*REQUIRED TASK*: Pick out every row of the material below that contains the string "line", and copy each of those rows in full. Case counts.

*EXERCISE DATA*:
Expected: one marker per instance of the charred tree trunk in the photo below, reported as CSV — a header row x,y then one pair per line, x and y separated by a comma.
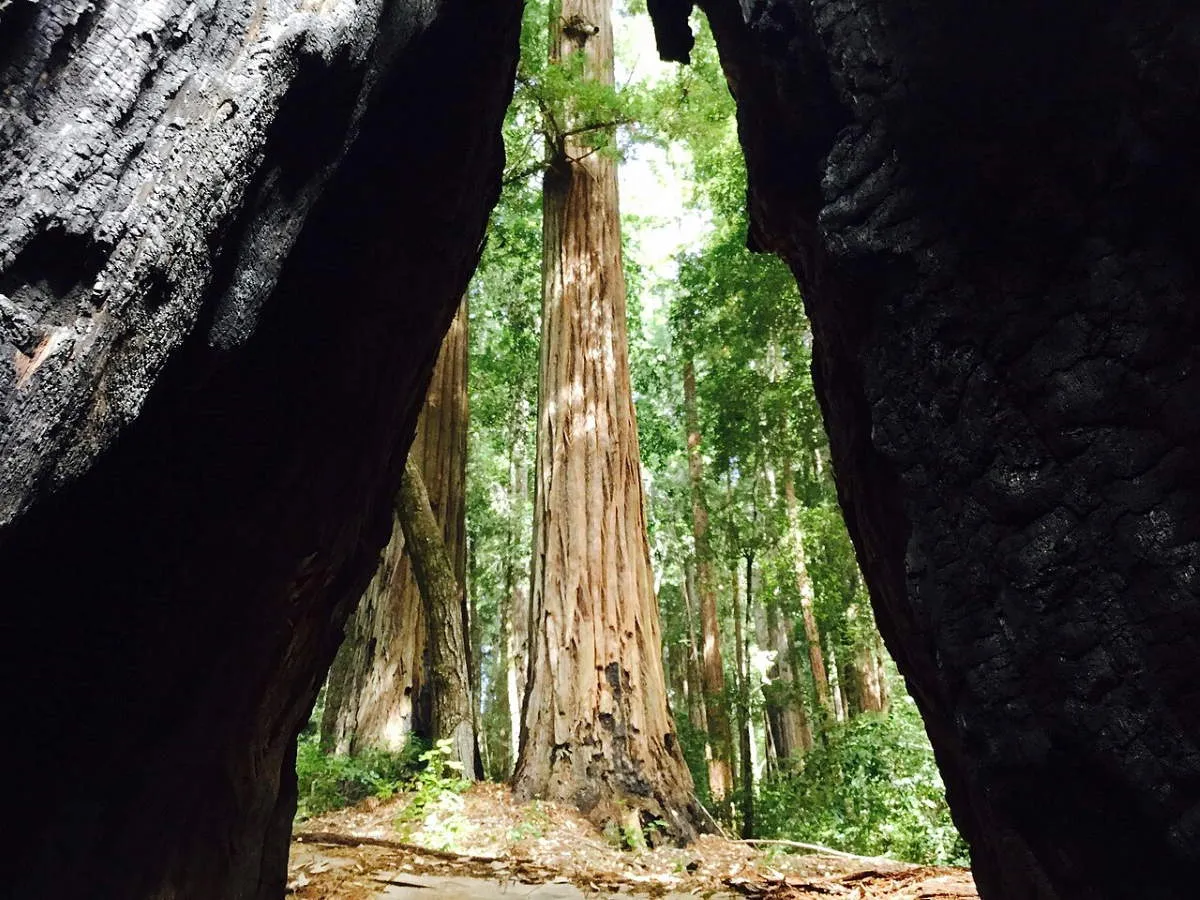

--

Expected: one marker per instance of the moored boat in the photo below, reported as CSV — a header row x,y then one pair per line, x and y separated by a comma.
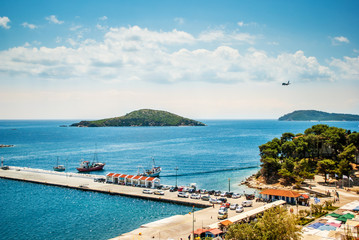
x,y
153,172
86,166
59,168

*TASK SOLUTION*:
Expected: one marker per instance of the charred tree trunk in the photo below, reported as CSV — a header row x,y then one pair per line, x and y separated by a comma.
Expected: one marker per instance of the moored boat in the photo below, reported as CSV — a header row x,y then one pair per line, x and y separated by a comma.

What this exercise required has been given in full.